— Provided passage —
------------------------

Java unconference in Crete. Day 4.

The fourth day started with the session “Scaling up teams. Motivating people to learn new languages”. It was a discussion about why not too many developers are willing to learn new programming languages. We were talking about two real-world situations:
1. The team lead gives developers 30 min a day to learn whatever software they want, but they use this time for coffee.
2. The team lead makes arrangements with the management to take 5 people to a hackaton instead of going to work at the firm’s expense – only three out of 60 people signed up for it.

IT managers often face the choice: either hire professional contractors experienced in specific language/framework/tool or train their own employees. IMO, lack of motivation is damaging to any IT shop, and people who are unwilling to keep their skills up to date should be let go. The sooner the better.

------------------------

— Records shown —
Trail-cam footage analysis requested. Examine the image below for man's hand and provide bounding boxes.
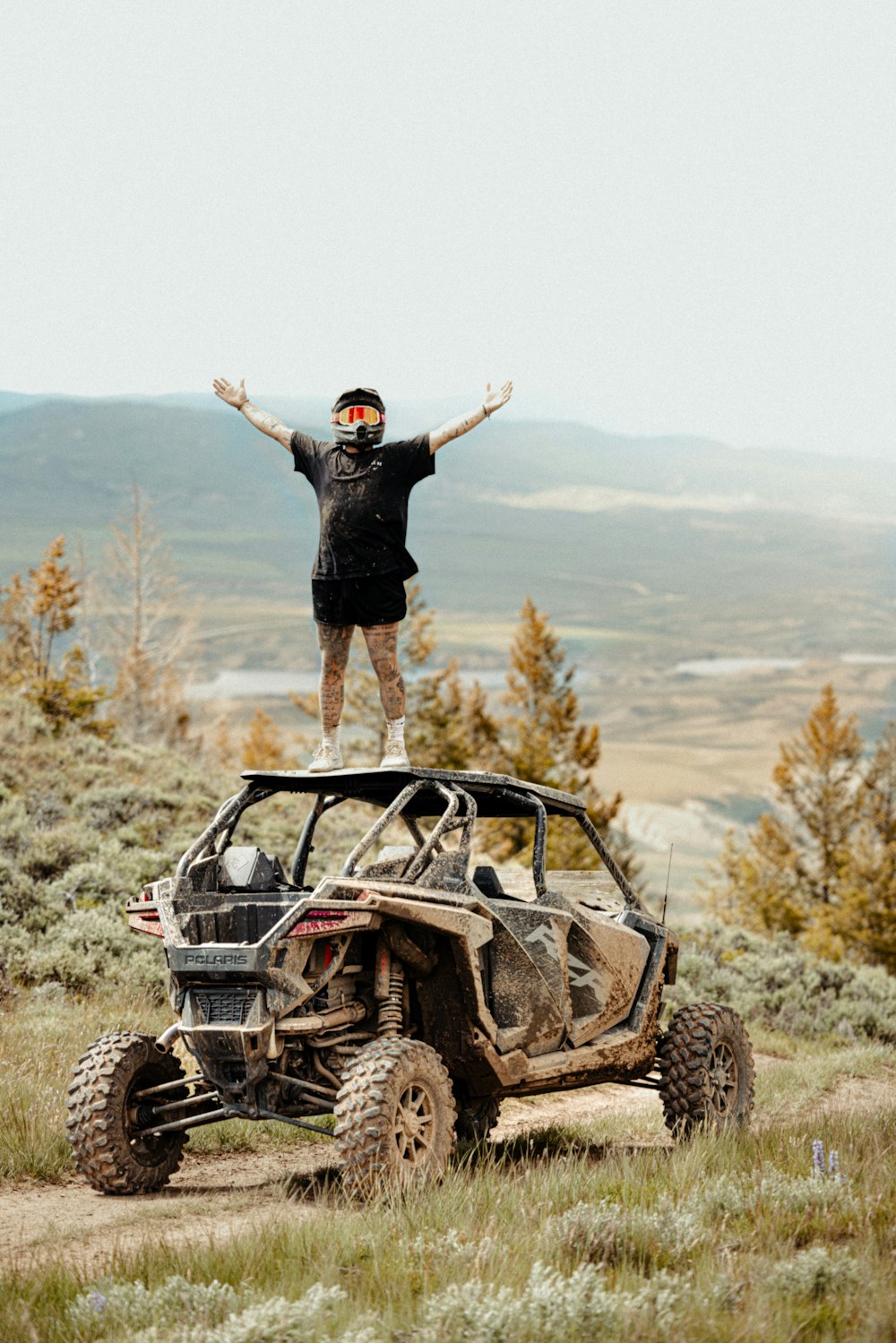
[482,382,513,415]
[212,377,293,452]
[212,377,248,411]
[430,380,513,452]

------------------------

— Directions —
(a) In one to three sentences, explain why the Day 4 post says people who are unwilling to keep their skills up to date should be let go.
(b) Write the next part of the Day 4 post, starting after its final sentence.
The items placed after the Day 4 post are separate material and have no connection to it.

— Responses in order —
(a) The author holds that lack of motivation is damaging to any IT shop. For that reason, people who won't keep their skills current should be let go, and the sooner the better.

(b)
The next session was “Embedded Java”, which presented another proof that the unconference format works really well. Four people gathered in the room and everyone said that he was interested in this subject and hoped that someone else had a real-world experience working with embedded Java. No one knew much about it, and the session lasted for 10 minutes. Mattias Karlsson had this little chip with Java SE embedded. One of the use is to hang it on the trees in the forest. If the chip’s moving it’s a signal that some intruders are illegally cutting these trees. Programming for embedded devices is an interesting trade that requires software developers to write efficient code that can run in the devices with limited memory and slower CPUs.

Then I’ve joined the session titled “Devops Tooling”. Devops are species that beside writing code are curious about how it’ll run in production. Typically devops are breeded in startups. Do you care if your programs log messages that can be useful for people from operations and customer support? If yes, you have a chance to join devops population. If you went as far as setting up monitoring tools so people from operation could be aware of the status of your app without the need to bother your highnessy – you have arrived to your destination. On the photo you see three Carl Quinn, Mattias Karlsson, and Kirk Peperdine participating in the devops discussion.


For me the technical part of the conference finished in the room labeled “Functional programming in the post JDK 8 world” convened by Andres Almiray.
Andres stated that if you like it or not – you’ll be doing functional programming.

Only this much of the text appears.